━━━ Data lines ━━━

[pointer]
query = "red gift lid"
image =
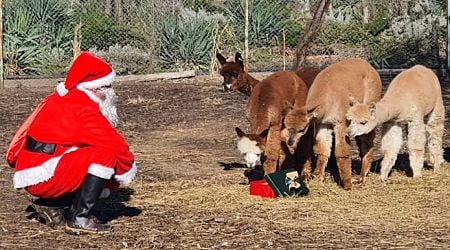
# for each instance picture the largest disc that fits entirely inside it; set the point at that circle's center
(261, 188)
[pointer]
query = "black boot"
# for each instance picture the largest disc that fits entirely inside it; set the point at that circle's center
(79, 218)
(51, 211)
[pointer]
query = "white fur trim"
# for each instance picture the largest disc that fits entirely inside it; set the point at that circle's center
(245, 145)
(126, 178)
(100, 82)
(38, 174)
(89, 93)
(61, 89)
(101, 171)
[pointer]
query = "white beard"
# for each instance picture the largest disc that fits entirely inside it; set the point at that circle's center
(108, 106)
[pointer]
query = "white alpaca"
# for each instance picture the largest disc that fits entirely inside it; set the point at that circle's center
(414, 97)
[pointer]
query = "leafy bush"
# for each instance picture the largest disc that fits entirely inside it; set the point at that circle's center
(351, 33)
(267, 20)
(197, 5)
(33, 29)
(186, 39)
(101, 31)
(127, 59)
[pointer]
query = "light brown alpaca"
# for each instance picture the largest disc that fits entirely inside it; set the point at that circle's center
(414, 96)
(266, 109)
(235, 78)
(326, 106)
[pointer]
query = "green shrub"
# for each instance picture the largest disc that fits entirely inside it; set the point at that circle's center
(267, 20)
(186, 39)
(127, 59)
(197, 5)
(101, 31)
(351, 33)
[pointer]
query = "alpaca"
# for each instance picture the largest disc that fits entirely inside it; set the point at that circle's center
(414, 96)
(266, 109)
(235, 78)
(326, 106)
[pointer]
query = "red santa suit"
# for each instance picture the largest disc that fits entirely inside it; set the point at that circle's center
(67, 137)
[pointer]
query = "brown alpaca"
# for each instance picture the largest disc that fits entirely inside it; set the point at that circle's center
(235, 78)
(414, 96)
(266, 109)
(326, 105)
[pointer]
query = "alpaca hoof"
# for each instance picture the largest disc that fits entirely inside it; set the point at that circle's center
(417, 176)
(383, 178)
(306, 176)
(359, 180)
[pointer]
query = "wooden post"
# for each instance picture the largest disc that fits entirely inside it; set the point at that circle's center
(246, 35)
(448, 41)
(284, 50)
(2, 82)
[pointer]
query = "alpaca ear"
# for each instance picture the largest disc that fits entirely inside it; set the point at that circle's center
(238, 57)
(352, 101)
(221, 59)
(239, 132)
(264, 134)
(289, 104)
(310, 115)
(372, 111)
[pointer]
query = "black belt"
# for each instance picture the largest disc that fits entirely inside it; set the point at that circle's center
(39, 147)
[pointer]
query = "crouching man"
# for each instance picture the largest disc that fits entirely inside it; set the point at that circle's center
(67, 153)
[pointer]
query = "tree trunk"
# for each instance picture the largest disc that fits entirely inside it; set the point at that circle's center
(310, 33)
(118, 7)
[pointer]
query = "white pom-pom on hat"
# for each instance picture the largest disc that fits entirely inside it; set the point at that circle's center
(87, 71)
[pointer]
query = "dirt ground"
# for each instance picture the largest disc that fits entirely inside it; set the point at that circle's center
(190, 192)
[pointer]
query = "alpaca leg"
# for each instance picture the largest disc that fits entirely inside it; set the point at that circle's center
(305, 148)
(342, 152)
(435, 129)
(416, 146)
(366, 150)
(281, 156)
(272, 151)
(322, 150)
(391, 143)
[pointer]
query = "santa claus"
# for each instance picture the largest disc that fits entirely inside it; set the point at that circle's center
(68, 149)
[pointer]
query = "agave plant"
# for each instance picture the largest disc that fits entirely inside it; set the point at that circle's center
(267, 20)
(33, 29)
(186, 39)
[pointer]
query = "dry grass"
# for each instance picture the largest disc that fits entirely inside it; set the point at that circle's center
(184, 197)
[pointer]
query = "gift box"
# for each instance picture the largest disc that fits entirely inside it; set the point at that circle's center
(286, 183)
(261, 188)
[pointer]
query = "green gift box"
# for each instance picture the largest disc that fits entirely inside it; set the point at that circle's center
(287, 183)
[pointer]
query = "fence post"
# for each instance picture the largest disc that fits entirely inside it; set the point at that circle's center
(246, 36)
(2, 82)
(448, 41)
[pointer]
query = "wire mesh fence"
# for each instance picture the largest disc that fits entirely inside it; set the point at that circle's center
(148, 36)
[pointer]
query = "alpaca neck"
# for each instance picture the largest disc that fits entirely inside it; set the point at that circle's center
(384, 112)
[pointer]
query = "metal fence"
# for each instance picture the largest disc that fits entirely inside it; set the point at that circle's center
(40, 37)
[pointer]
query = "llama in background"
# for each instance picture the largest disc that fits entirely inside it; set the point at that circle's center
(235, 78)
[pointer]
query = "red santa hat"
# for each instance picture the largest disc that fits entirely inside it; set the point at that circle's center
(87, 71)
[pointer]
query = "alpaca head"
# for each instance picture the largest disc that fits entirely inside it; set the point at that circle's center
(296, 124)
(251, 146)
(231, 71)
(361, 118)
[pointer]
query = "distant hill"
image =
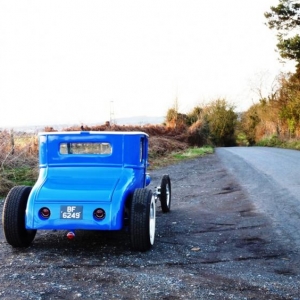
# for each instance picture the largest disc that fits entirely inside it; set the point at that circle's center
(138, 120)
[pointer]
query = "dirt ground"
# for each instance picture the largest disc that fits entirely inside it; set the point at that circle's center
(214, 244)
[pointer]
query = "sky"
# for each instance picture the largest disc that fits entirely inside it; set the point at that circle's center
(84, 62)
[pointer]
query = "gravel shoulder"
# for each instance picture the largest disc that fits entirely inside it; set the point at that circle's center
(214, 244)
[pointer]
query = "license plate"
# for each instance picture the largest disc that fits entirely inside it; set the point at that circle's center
(71, 212)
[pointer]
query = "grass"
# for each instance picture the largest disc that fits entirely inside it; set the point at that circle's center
(178, 156)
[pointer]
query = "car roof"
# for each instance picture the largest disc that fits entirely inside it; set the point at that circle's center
(93, 133)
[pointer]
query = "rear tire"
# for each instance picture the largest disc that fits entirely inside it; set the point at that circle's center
(165, 194)
(13, 217)
(142, 220)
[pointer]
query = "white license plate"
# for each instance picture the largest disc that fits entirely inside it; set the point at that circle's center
(71, 212)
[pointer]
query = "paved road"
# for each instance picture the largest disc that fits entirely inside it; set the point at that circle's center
(271, 177)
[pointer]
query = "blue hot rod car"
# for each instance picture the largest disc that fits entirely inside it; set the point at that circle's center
(90, 181)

━━━

### Aim
How many lines of the listing above contain the word "green"? Reply with the number alone.

### Full answer
2